▶ INFORMATION GIVEN:
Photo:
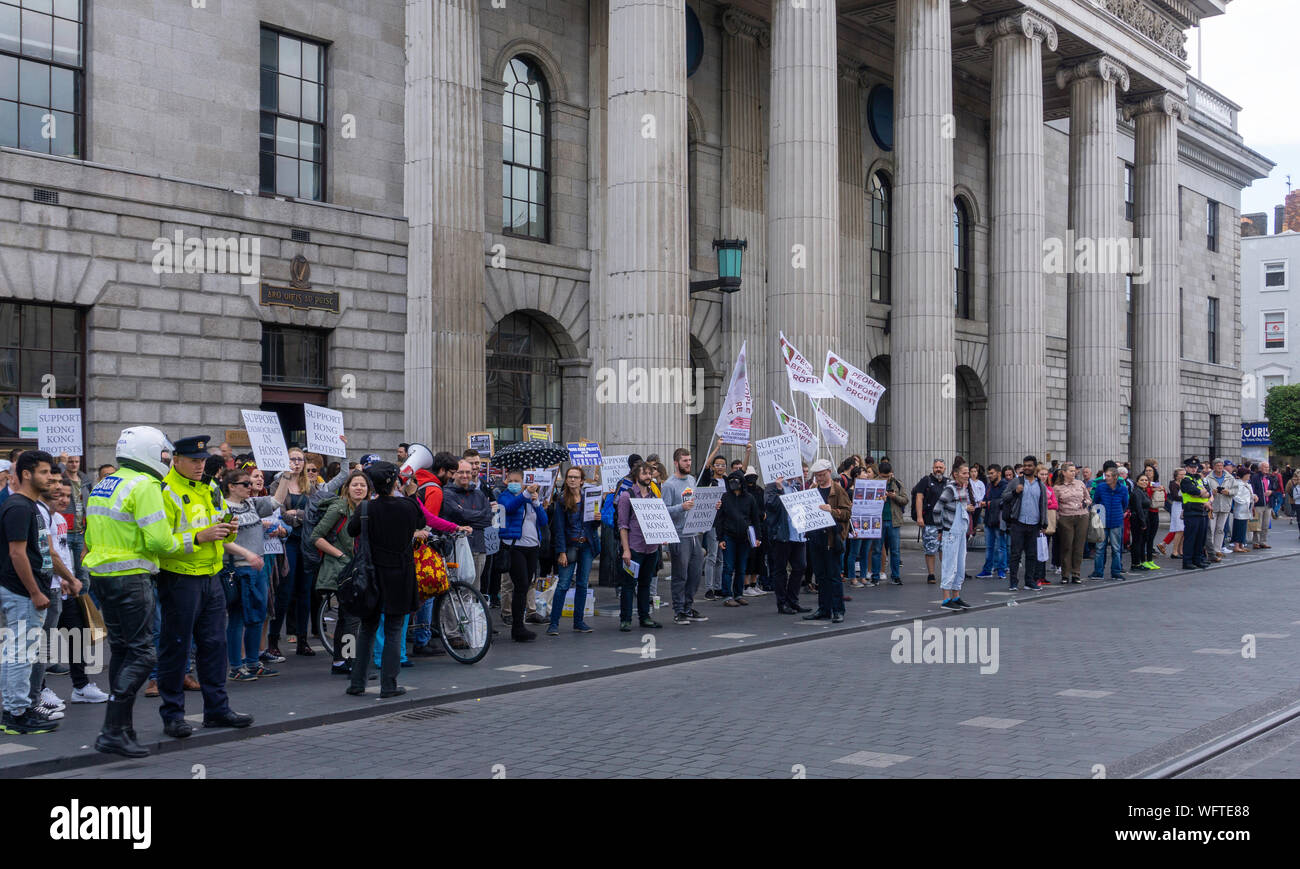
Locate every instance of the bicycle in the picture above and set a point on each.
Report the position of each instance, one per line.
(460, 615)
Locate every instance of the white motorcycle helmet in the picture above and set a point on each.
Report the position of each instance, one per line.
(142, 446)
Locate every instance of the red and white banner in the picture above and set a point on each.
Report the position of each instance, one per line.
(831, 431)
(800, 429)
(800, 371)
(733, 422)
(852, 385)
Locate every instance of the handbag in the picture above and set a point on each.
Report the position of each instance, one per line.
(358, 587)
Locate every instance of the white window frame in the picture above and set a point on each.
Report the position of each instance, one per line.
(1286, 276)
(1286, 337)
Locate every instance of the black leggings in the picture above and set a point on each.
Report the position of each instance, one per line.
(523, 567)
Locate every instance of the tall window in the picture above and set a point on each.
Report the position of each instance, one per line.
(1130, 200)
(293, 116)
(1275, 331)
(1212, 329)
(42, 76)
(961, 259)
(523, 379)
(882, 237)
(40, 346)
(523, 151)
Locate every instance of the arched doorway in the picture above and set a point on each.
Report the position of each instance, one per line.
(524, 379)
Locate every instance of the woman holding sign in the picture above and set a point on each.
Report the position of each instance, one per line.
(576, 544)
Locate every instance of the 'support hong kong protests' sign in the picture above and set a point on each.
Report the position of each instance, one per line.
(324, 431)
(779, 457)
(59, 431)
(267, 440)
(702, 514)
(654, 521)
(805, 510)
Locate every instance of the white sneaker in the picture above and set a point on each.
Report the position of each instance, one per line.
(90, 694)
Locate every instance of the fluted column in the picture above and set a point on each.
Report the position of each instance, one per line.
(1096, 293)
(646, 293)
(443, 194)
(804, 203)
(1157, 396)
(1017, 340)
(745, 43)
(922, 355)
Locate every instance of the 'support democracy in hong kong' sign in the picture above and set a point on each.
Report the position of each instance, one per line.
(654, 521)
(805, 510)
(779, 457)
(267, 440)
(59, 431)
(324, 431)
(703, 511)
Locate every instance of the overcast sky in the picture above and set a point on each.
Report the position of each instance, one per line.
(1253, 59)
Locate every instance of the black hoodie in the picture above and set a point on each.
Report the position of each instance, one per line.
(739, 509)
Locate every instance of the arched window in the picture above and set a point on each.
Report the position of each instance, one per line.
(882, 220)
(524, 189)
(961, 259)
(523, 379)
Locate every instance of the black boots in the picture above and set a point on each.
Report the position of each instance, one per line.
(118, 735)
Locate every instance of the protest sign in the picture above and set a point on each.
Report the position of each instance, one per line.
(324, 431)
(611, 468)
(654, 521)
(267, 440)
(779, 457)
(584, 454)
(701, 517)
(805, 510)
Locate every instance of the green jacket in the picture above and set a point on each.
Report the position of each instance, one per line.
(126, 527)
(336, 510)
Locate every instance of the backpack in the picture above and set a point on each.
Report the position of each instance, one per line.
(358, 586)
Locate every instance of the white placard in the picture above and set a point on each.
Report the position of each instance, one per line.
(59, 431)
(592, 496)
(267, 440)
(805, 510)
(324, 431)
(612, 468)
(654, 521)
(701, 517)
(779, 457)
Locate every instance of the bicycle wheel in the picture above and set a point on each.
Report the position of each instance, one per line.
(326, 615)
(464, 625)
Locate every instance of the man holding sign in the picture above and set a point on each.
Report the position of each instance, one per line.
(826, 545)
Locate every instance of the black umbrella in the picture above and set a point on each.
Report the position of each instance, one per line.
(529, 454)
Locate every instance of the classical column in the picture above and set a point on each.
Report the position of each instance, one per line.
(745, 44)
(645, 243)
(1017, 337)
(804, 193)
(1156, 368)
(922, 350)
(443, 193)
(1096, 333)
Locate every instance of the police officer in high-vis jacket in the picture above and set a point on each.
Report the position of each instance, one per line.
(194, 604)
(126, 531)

* * *

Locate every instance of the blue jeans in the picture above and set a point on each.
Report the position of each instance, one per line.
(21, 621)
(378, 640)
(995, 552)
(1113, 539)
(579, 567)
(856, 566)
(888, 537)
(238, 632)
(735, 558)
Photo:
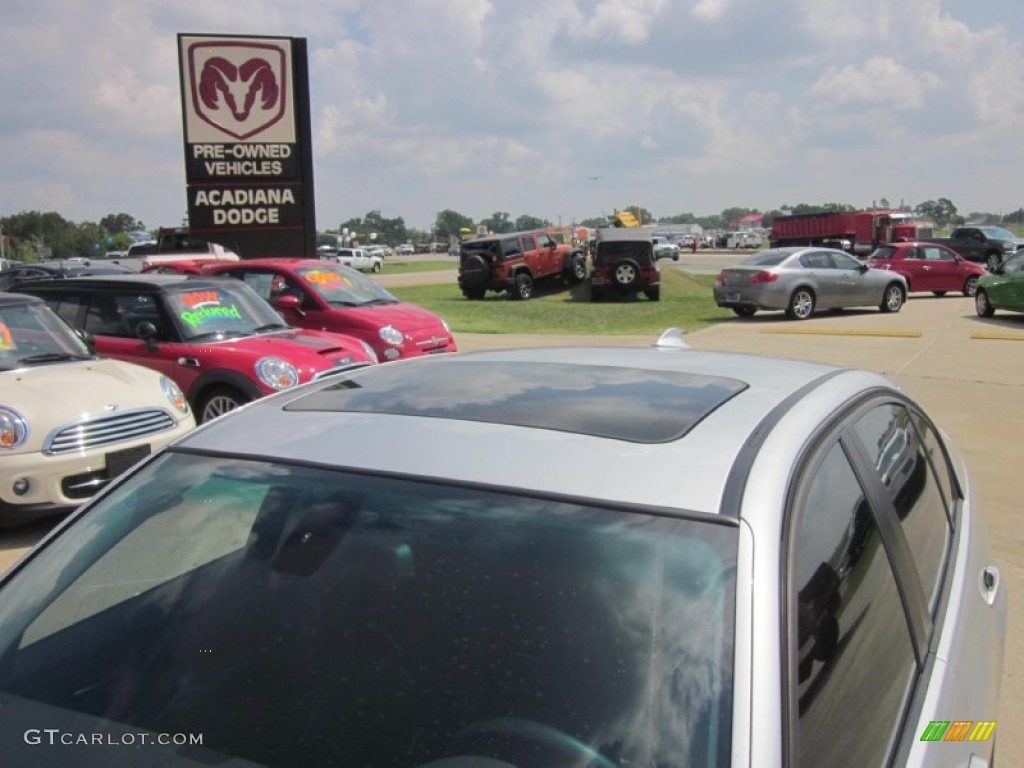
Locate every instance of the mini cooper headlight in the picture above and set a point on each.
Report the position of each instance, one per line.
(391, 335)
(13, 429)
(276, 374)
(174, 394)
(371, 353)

--

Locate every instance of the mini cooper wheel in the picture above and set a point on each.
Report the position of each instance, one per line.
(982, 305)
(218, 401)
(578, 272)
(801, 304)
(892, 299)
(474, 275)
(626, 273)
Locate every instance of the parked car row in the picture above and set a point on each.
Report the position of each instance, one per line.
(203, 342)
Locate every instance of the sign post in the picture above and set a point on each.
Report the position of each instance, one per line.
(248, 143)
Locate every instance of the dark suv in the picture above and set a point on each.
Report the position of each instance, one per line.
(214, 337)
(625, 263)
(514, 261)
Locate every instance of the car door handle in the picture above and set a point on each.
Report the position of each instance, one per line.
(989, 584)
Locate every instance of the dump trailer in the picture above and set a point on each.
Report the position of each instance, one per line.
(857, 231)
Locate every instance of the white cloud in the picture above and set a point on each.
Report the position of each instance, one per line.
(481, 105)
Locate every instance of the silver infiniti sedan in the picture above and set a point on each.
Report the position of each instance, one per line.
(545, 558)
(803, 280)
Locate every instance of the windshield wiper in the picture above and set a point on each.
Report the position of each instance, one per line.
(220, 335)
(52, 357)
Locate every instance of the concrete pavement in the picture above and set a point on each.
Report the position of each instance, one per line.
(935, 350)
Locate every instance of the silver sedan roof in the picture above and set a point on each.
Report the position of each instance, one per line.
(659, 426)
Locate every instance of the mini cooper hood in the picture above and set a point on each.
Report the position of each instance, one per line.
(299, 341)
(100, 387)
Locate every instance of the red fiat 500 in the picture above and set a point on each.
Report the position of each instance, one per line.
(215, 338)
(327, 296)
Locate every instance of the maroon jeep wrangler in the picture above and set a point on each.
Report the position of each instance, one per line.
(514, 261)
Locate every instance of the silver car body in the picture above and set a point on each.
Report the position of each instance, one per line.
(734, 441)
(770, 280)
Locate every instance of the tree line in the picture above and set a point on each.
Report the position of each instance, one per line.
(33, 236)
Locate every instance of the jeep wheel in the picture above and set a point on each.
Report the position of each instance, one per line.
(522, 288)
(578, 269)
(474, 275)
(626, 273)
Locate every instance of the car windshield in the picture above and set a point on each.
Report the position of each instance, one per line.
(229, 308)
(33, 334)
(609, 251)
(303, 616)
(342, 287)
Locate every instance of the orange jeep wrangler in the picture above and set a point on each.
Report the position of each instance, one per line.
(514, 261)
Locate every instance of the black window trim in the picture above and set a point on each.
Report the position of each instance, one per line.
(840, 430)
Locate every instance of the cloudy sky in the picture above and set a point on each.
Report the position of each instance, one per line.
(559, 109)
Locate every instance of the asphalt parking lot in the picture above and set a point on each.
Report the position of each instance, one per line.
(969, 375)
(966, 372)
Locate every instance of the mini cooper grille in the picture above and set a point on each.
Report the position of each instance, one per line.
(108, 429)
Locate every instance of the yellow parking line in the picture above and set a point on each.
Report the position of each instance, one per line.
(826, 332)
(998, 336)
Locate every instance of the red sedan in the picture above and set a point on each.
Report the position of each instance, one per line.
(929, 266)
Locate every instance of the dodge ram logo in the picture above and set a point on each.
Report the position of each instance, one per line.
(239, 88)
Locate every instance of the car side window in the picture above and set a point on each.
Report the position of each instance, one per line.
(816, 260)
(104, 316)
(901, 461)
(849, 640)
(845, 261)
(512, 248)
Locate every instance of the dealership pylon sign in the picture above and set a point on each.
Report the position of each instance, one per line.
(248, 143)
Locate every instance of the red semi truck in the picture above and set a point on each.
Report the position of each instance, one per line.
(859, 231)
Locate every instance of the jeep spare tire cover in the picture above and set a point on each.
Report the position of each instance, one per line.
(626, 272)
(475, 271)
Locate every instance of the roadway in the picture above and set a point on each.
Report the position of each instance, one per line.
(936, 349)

▶ SET PROBLEM: From the items above, extract every line that contains the string "black", matching case exactly.

▶ EXERCISE RESULT:
Locate every instance of the black leggings in the picture above and set a point on each.
Locate every instance of the black hoodie in the picture above and set a point on each.
Locate every instance of the black boots in the picture above and set a point on each.
Locate every instance of the black umbrella in the picture above and set a point on each.
Locate every instance of the black window trim in the picture above and set a point on each.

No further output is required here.